### Stored data ###

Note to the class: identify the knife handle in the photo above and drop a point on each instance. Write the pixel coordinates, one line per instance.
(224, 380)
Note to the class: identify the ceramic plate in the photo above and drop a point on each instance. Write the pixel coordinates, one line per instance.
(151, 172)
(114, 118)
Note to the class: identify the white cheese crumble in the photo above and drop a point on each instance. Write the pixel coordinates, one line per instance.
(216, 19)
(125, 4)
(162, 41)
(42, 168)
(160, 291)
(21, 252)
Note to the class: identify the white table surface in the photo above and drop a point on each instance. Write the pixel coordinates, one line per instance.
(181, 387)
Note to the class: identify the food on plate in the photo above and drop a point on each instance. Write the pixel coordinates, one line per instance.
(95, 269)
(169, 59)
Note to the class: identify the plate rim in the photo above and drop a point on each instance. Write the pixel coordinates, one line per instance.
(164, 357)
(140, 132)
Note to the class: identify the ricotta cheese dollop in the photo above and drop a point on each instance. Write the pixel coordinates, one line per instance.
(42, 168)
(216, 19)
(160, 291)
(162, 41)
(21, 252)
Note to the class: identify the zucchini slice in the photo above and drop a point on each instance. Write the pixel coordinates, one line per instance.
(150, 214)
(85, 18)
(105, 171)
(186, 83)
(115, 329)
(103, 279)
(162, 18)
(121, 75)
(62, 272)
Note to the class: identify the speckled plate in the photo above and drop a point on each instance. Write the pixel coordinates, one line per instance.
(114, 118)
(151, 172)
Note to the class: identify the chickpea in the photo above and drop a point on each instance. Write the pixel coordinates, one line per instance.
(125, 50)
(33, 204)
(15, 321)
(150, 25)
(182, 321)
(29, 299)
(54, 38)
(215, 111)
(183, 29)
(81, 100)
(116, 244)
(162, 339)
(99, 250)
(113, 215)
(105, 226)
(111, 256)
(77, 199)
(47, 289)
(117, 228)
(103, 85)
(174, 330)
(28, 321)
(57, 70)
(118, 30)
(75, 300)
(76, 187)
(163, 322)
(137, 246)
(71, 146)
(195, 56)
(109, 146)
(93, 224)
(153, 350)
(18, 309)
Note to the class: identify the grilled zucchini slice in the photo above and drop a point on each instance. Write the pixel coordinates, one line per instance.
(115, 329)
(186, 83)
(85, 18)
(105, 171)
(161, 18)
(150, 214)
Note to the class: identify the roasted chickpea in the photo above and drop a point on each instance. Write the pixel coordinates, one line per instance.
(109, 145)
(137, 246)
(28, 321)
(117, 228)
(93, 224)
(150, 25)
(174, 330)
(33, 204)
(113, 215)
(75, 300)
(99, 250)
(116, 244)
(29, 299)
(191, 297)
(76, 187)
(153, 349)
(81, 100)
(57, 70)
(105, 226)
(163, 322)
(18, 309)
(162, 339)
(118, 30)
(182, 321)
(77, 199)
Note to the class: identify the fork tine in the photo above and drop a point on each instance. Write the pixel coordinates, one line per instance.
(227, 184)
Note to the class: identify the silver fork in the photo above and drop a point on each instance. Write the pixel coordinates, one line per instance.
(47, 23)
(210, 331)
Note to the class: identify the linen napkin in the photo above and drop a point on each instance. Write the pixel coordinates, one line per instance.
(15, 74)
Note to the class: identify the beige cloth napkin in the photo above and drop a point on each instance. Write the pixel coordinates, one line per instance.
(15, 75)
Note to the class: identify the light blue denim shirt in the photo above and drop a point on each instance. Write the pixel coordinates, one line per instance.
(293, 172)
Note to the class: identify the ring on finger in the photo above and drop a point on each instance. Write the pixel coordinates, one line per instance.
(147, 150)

###

### Task requirements
Retype the complete listing exactly.

### Final answer
Note to the class: identify the knife handle in the photo above and drop a point on each instance. Write the pixel coordinates, one line per instance.
(224, 380)
Note to the class: identify the ceramic plate in the photo above and drop a point on each instance. Write the pixel coordinates, one line per instance.
(151, 172)
(114, 118)
Note to the class: identify the white cheese crumble in the photo above and drop a point on each instance. Write the pixel coordinates, one line per instance.
(216, 19)
(125, 4)
(162, 41)
(42, 168)
(160, 291)
(21, 252)
Note to the class: identify the white table surface in the photo above and drop a point on each instance. Write the pixel coordinates, one line per instance.
(181, 387)
Note to the class: identify the food on plate in the photo above and drop a point on each instance. Write the pixel coordinates, one line per instance.
(95, 269)
(169, 59)
Note to the class: identify the plate rim in the photo above and drop a point on each instance. Write the pixel coordinates, one line per instance.
(164, 357)
(140, 132)
Note to the class: identify the ricotta cheese dollop in the photo above and drop a point on each instance. Write the pixel coordinates, one line per instance.
(42, 168)
(216, 19)
(160, 291)
(162, 41)
(21, 252)
Note to the class: identify the zucchini slice in the photo above and drop a point on each instance. Write the pixel coordinates, one line per instance.
(150, 214)
(85, 18)
(105, 171)
(186, 83)
(115, 329)
(103, 279)
(162, 18)
(121, 75)
(62, 272)
Note to the class: identify the speckled plate in the photo above and drop a point on each instance. Write the pixel coordinates, one line per instance.
(114, 118)
(151, 172)
Note to the class: identify the chickpea in the photo above and drop a point on each instance. Write the pixel coordinates, one line per instance.
(125, 50)
(33, 204)
(15, 321)
(150, 25)
(182, 321)
(29, 299)
(54, 38)
(215, 111)
(183, 29)
(81, 100)
(116, 244)
(162, 339)
(99, 250)
(113, 215)
(105, 226)
(111, 256)
(77, 199)
(47, 289)
(117, 228)
(103, 85)
(174, 330)
(28, 321)
(57, 70)
(118, 30)
(75, 300)
(76, 187)
(163, 322)
(137, 246)
(71, 146)
(195, 56)
(109, 146)
(93, 224)
(153, 350)
(18, 309)
Note to the class: identify the grilled zucchini slice in the photo above and drop a point on each instance. Write the pixel coordinates, one line per instance.
(115, 329)
(186, 83)
(85, 18)
(105, 171)
(161, 18)
(150, 214)
Note to the class: identify the roasted chickpea in the photo above and drop a point on each instance. Write the pixel coordinates, one line per instance.
(109, 145)
(137, 246)
(28, 321)
(117, 228)
(93, 224)
(150, 25)
(174, 330)
(33, 204)
(113, 215)
(75, 300)
(99, 250)
(116, 244)
(29, 299)
(191, 297)
(76, 187)
(153, 349)
(81, 100)
(57, 70)
(105, 226)
(163, 322)
(18, 309)
(162, 339)
(118, 30)
(182, 321)
(77, 199)
Note to the class: identify the fork tine in the photo above and drop a point on each instance. Write the pixel coordinates, one line per instance.
(227, 184)
Note to the class: identify the silver fork in the photo above and drop a point on each instance. Write the pixel coordinates, one line per instance.
(47, 23)
(210, 331)
Note to the class: identify the linen napkin in the photo above and drop a point on each instance. Write the pixel coordinates, one line per instance.
(15, 74)
Note to the class: identify the beige cloth napkin in the photo above and drop a point on each instance. Write the pixel coordinates, one line per instance.
(15, 75)
Note to the class: identify the light blue denim shirt in the photo above and drop a point on each instance. Write the pixel coordinates, one line per instance.
(293, 172)
Note to the class: identify the ring on finger in the photo above and drop a point on each instance. Write the pixel coordinates, one line per instance.
(147, 150)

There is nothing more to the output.